* Items:
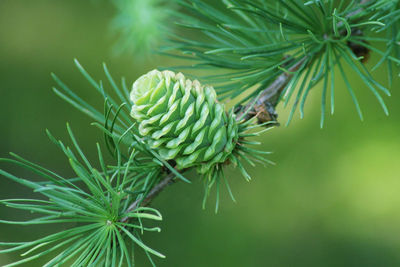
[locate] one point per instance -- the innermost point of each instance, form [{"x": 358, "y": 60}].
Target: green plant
[{"x": 260, "y": 53}]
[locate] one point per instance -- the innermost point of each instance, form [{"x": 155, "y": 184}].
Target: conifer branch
[{"x": 263, "y": 107}]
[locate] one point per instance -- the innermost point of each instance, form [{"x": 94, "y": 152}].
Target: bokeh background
[{"x": 332, "y": 199}]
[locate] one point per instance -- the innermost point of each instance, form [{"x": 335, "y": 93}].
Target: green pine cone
[{"x": 182, "y": 120}]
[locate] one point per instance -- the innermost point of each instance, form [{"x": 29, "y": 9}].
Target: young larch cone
[{"x": 182, "y": 120}]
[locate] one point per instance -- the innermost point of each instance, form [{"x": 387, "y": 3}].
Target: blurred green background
[{"x": 331, "y": 200}]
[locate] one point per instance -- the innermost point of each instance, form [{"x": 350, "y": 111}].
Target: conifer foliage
[{"x": 260, "y": 53}]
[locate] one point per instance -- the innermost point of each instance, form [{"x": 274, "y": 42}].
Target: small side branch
[
  {"x": 144, "y": 201},
  {"x": 264, "y": 106}
]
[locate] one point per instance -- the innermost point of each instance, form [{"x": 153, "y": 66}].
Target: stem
[{"x": 263, "y": 107}]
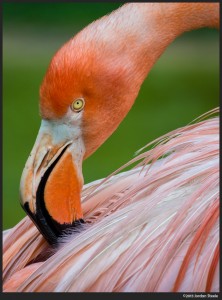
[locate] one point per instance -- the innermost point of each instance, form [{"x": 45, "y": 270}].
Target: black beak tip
[{"x": 50, "y": 229}]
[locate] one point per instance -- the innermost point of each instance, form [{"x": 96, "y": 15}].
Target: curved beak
[{"x": 51, "y": 182}]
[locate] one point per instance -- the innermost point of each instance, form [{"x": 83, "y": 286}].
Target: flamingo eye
[{"x": 78, "y": 105}]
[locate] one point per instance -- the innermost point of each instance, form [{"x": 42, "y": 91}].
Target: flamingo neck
[{"x": 143, "y": 31}]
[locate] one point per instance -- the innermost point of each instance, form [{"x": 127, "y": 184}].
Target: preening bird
[{"x": 153, "y": 228}]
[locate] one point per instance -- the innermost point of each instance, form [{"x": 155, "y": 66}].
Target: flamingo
[{"x": 152, "y": 228}]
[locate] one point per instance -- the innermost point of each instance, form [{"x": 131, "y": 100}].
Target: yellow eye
[{"x": 78, "y": 104}]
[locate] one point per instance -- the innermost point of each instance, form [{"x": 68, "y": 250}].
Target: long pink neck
[{"x": 150, "y": 28}]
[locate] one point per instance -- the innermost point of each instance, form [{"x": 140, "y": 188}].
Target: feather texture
[{"x": 153, "y": 228}]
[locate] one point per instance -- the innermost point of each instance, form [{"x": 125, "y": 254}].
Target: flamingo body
[{"x": 151, "y": 229}]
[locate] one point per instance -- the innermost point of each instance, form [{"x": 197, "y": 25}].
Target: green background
[{"x": 182, "y": 85}]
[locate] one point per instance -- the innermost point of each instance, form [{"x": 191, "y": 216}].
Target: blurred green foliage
[{"x": 182, "y": 85}]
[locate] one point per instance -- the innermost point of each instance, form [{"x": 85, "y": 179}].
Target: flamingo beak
[{"x": 51, "y": 182}]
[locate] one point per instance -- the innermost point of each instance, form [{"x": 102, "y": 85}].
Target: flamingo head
[{"x": 86, "y": 92}]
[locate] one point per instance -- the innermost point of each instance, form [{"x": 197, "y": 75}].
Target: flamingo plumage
[{"x": 153, "y": 228}]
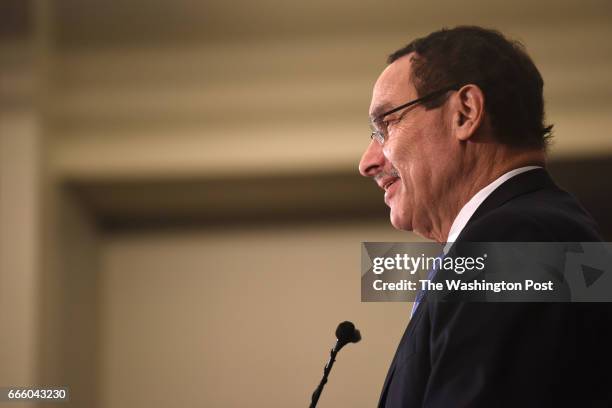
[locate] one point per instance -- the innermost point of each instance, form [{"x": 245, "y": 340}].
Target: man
[{"x": 459, "y": 147}]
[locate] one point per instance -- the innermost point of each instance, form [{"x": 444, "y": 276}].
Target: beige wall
[
  {"x": 144, "y": 92},
  {"x": 19, "y": 247},
  {"x": 242, "y": 317}
]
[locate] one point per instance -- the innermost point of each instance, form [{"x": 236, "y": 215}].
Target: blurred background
[{"x": 180, "y": 208}]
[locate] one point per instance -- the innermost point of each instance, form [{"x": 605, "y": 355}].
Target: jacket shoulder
[{"x": 542, "y": 216}]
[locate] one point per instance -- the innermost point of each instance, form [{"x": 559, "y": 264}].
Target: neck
[{"x": 475, "y": 174}]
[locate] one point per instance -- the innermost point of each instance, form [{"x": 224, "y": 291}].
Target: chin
[{"x": 400, "y": 221}]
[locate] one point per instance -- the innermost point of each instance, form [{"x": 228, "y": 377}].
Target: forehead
[{"x": 393, "y": 86}]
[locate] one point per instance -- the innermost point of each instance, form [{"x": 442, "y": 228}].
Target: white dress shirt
[{"x": 472, "y": 205}]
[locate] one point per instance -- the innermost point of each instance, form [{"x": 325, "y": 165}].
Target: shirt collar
[{"x": 472, "y": 205}]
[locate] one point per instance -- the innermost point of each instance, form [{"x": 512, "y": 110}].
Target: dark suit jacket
[{"x": 465, "y": 354}]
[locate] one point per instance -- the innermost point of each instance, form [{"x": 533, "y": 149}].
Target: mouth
[
  {"x": 390, "y": 188},
  {"x": 389, "y": 183}
]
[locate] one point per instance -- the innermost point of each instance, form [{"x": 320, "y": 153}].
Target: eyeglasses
[{"x": 379, "y": 126}]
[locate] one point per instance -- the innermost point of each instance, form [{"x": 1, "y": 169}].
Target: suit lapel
[
  {"x": 518, "y": 185},
  {"x": 407, "y": 333}
]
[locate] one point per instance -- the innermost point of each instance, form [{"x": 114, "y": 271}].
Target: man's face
[{"x": 414, "y": 166}]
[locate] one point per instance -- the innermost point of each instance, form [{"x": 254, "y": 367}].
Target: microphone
[{"x": 345, "y": 333}]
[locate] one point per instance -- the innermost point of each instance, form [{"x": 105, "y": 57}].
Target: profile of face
[{"x": 414, "y": 165}]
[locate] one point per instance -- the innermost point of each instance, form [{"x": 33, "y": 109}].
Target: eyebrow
[{"x": 383, "y": 107}]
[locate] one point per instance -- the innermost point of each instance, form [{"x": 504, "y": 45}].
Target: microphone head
[{"x": 346, "y": 333}]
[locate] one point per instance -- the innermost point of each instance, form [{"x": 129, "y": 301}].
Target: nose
[{"x": 373, "y": 161}]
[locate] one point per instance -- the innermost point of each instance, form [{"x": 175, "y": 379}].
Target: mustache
[{"x": 392, "y": 173}]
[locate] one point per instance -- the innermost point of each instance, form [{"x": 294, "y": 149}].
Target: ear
[{"x": 469, "y": 111}]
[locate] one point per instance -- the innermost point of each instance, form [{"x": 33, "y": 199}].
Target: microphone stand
[{"x": 326, "y": 370}]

* Task:
Find each line in the items above that contains the string "cone" and copy those lines out in full. Matches must have the same case.

* Exercise solution:
Target: green pine cone
Target: young larch cone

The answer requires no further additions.